**Geciteerde passage**
%%
Foodservices goed voor 17,5% van het totaal
82,5% van de consumptiemomenten behoren tot het traditionele retailkanaal (thuisverbruik), dus consumpties aangekocht in supermarkten, bakkers, slagers e.d. Het buitenshuisverbruik (consumpties aangekocht in restaurants, cafés, hotels, op het werk, …) is goed voor 12% van de consumptiemomenten en de afhaalmaaltijden voor 5,5%. In aandeel uitgedrukt zijn retail en foodservices (in momenten en niet in bestedingen) goed voor respectievelijk 82,5% en 17,5%. In 2007 was dit 82,2% versus 17,8%. De retailmarkt en de markt van de afhaalmaaltijden wonnen tussen 2007 en 2009 marktaandeel ten koste van de buitenshuismarkt. Opgelet, bij deze opdeling telt dus het aankoopkanaal en niet de consumptieplaats, ondanks de misschien verwarrende term “thuisverbruik”. Brood, vlees, groenten, aardappelen en zuivel zijn de toppers op het bord.
%%
**Opdracht**
Citeer uit de tekst over consumptiemomenten letterlijk het stuk dat begint met "Foodservices goed voor" en doorloopt tot en met "op het bord.".

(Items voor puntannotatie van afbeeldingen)
%%
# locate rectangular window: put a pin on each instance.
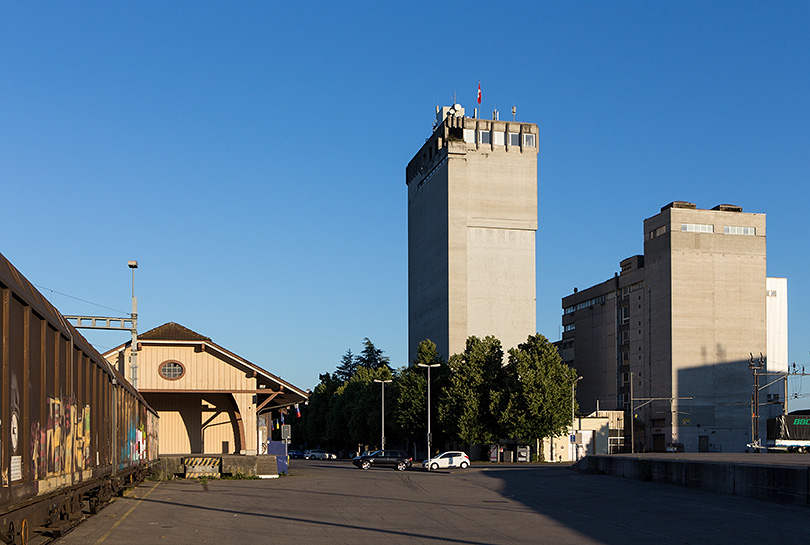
(697, 228)
(735, 230)
(658, 232)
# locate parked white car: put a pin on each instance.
(452, 458)
(317, 454)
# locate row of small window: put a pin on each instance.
(727, 229)
(585, 304)
(706, 228)
(486, 137)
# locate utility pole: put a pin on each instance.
(574, 445)
(430, 438)
(755, 365)
(382, 385)
(118, 324)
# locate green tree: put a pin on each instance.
(465, 408)
(534, 391)
(315, 426)
(360, 404)
(372, 357)
(347, 367)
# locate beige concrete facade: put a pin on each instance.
(212, 401)
(675, 330)
(472, 218)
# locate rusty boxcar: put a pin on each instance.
(73, 431)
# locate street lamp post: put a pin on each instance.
(574, 445)
(430, 438)
(382, 386)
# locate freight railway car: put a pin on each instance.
(73, 431)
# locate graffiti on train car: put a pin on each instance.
(63, 444)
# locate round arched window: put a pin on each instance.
(172, 370)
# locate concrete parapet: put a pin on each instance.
(170, 466)
(779, 483)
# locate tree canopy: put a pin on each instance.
(478, 398)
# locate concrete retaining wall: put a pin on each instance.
(784, 484)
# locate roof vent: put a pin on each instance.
(728, 208)
(679, 204)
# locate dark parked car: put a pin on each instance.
(384, 458)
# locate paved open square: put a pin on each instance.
(334, 502)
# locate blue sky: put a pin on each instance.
(251, 156)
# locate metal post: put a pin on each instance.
(573, 416)
(133, 351)
(382, 438)
(430, 437)
(632, 419)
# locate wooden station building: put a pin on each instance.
(210, 400)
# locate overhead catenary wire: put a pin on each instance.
(80, 299)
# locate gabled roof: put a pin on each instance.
(172, 331)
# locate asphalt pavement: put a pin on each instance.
(334, 502)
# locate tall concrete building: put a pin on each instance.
(671, 335)
(472, 218)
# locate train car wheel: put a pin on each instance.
(24, 532)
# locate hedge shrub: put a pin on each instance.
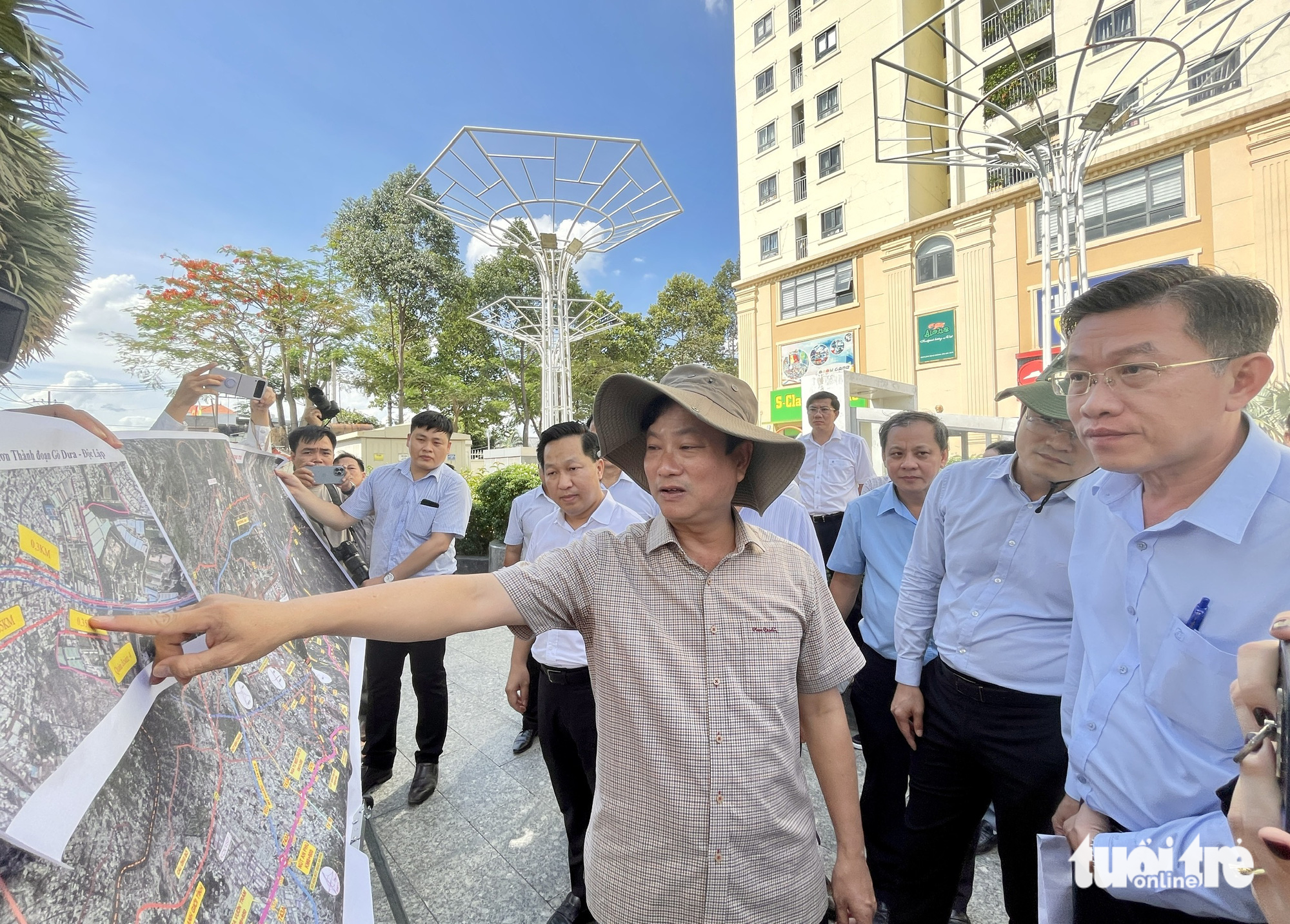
(493, 495)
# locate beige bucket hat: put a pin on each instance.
(722, 402)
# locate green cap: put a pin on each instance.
(1039, 395)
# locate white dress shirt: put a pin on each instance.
(987, 580)
(564, 647)
(788, 519)
(527, 511)
(831, 474)
(1146, 711)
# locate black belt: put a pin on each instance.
(828, 518)
(566, 675)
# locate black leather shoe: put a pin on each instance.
(424, 783)
(571, 911)
(372, 778)
(524, 740)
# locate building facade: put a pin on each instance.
(929, 277)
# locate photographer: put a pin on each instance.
(198, 384)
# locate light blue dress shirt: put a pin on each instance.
(875, 540)
(1146, 713)
(987, 580)
(403, 522)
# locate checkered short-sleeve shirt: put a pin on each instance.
(702, 813)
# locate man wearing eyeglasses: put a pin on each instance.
(986, 582)
(1180, 556)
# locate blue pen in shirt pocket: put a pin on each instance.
(1198, 617)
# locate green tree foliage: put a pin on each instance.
(43, 225)
(402, 260)
(492, 496)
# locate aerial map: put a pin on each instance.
(77, 540)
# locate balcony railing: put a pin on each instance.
(1013, 19)
(1003, 177)
(1039, 79)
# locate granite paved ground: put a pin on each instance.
(490, 844)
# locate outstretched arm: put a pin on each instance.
(241, 630)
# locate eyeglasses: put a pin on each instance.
(1047, 426)
(1132, 376)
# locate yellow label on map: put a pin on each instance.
(305, 858)
(11, 621)
(81, 622)
(299, 764)
(38, 546)
(123, 661)
(195, 905)
(242, 911)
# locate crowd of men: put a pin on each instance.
(1048, 633)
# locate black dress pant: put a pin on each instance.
(385, 682)
(828, 528)
(567, 731)
(981, 743)
(530, 723)
(887, 777)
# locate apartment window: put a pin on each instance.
(826, 43)
(766, 82)
(831, 161)
(768, 189)
(1116, 24)
(1215, 75)
(825, 288)
(936, 260)
(766, 137)
(831, 222)
(826, 104)
(1135, 199)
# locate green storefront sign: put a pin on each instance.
(937, 336)
(786, 406)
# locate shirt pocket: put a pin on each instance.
(1190, 684)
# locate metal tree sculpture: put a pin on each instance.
(555, 198)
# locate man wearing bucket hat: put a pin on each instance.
(714, 648)
(986, 582)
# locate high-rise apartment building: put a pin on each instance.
(928, 277)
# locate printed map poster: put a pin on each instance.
(835, 351)
(78, 538)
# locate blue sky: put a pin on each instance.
(247, 123)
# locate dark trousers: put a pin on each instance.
(887, 777)
(826, 531)
(385, 683)
(981, 743)
(531, 713)
(1098, 906)
(567, 731)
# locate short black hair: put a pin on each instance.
(310, 434)
(656, 408)
(830, 395)
(1229, 315)
(558, 431)
(433, 420)
(906, 417)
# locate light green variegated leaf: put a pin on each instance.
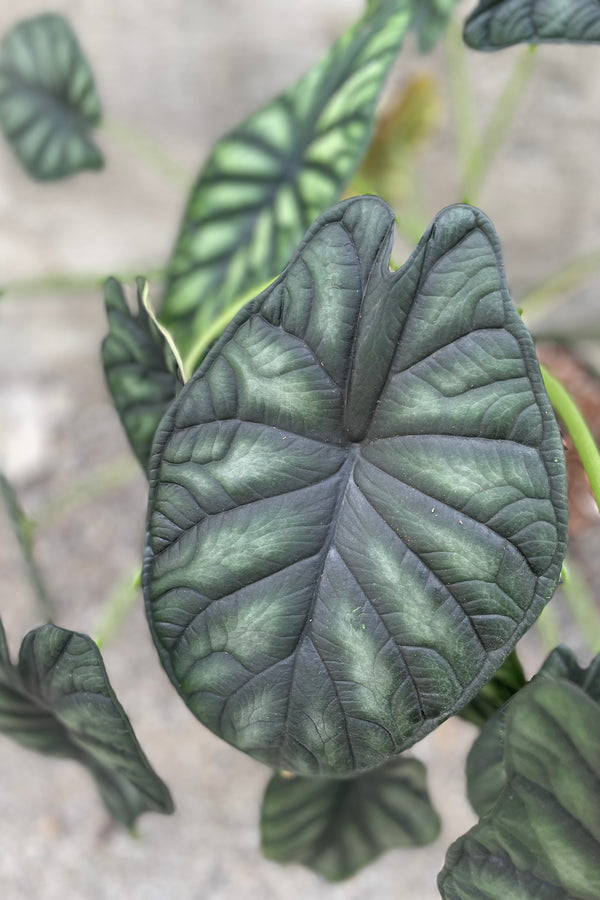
(48, 100)
(58, 700)
(430, 18)
(486, 774)
(541, 838)
(506, 681)
(268, 179)
(337, 826)
(358, 502)
(140, 368)
(500, 23)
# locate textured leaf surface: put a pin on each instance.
(266, 181)
(506, 681)
(140, 369)
(337, 826)
(541, 839)
(430, 18)
(358, 502)
(48, 101)
(500, 23)
(486, 775)
(58, 700)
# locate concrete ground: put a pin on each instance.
(181, 73)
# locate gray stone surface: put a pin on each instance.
(182, 72)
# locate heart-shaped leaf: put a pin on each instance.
(48, 101)
(500, 23)
(358, 503)
(541, 838)
(140, 368)
(337, 826)
(268, 179)
(506, 681)
(430, 18)
(58, 700)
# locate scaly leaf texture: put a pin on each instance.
(337, 826)
(541, 839)
(140, 370)
(430, 18)
(358, 503)
(500, 23)
(48, 100)
(58, 700)
(268, 179)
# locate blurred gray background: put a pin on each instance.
(181, 72)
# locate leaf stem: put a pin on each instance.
(148, 151)
(561, 282)
(72, 282)
(462, 100)
(582, 606)
(568, 411)
(24, 531)
(117, 608)
(106, 477)
(485, 151)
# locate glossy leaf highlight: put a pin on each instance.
(58, 700)
(500, 23)
(337, 826)
(141, 371)
(358, 502)
(48, 100)
(269, 178)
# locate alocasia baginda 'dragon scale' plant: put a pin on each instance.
(357, 503)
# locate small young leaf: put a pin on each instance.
(336, 827)
(58, 700)
(140, 368)
(500, 23)
(486, 775)
(541, 838)
(430, 18)
(266, 181)
(358, 502)
(506, 681)
(48, 100)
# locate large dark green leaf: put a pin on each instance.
(58, 700)
(23, 529)
(48, 101)
(337, 826)
(266, 181)
(358, 503)
(506, 681)
(541, 838)
(139, 366)
(430, 18)
(499, 23)
(486, 775)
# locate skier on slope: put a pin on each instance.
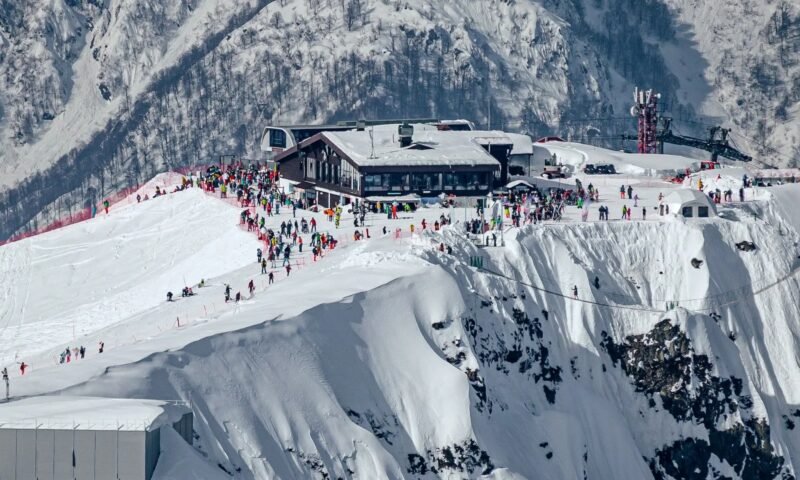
(5, 380)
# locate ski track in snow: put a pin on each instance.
(272, 379)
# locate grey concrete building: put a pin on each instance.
(86, 438)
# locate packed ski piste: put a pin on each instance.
(406, 339)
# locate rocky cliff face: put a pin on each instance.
(98, 95)
(447, 371)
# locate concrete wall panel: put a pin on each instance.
(45, 449)
(131, 456)
(84, 455)
(105, 460)
(8, 454)
(63, 440)
(26, 455)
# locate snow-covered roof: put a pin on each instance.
(430, 147)
(89, 413)
(523, 144)
(686, 195)
(517, 183)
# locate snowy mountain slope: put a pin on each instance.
(60, 281)
(390, 359)
(128, 90)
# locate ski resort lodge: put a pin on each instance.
(86, 438)
(399, 161)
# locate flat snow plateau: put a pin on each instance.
(391, 359)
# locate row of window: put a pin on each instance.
(348, 176)
(345, 176)
(399, 182)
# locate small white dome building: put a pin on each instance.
(688, 203)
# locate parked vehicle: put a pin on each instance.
(554, 171)
(516, 170)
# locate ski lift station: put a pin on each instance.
(688, 203)
(387, 160)
(86, 438)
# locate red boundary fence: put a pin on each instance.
(86, 213)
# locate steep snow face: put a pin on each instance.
(391, 359)
(47, 296)
(154, 85)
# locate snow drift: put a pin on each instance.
(394, 360)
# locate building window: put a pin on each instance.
(449, 181)
(372, 183)
(426, 181)
(394, 182)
%%
**Resultaat hieronder**
Foodservices goed voor 17,5% van het totaal
82,5% van de consumptiemomenten behoren tot het traditionele retailkanaal (thuisverbruik), dus consumpties aangekocht in supermarkten, bakkers, slagers e.d. Het buitenshuisverbruik (consumpties aangekocht in restaurants, cafés, hotels, op het werk, …) is goed voor 12% van de consumptiemomenten en de afhaalmaaltijden voor 5,5%. In aandeel uitgedrukt zijn retail en foodservices (in momenten en niet in bestedingen) goed voor respectievelijk 82,5% en 17,5%. In 2007 was dit 82,2% versus 17,8%. De retailmarkt en de markt van de afhaalmaaltijden wonnen tussen 2007 en 2009 marktaandeel ten koste van de buitenshuismarkt. Opgelet, bij deze opdeling telt dus het aankoopkanaal en niet de consumptieplaats, ondanks de misschien verwarrende term “thuisverbruik”. Brood, vlees, groenten, aardappelen en zuivel zijn de toppers op het bord.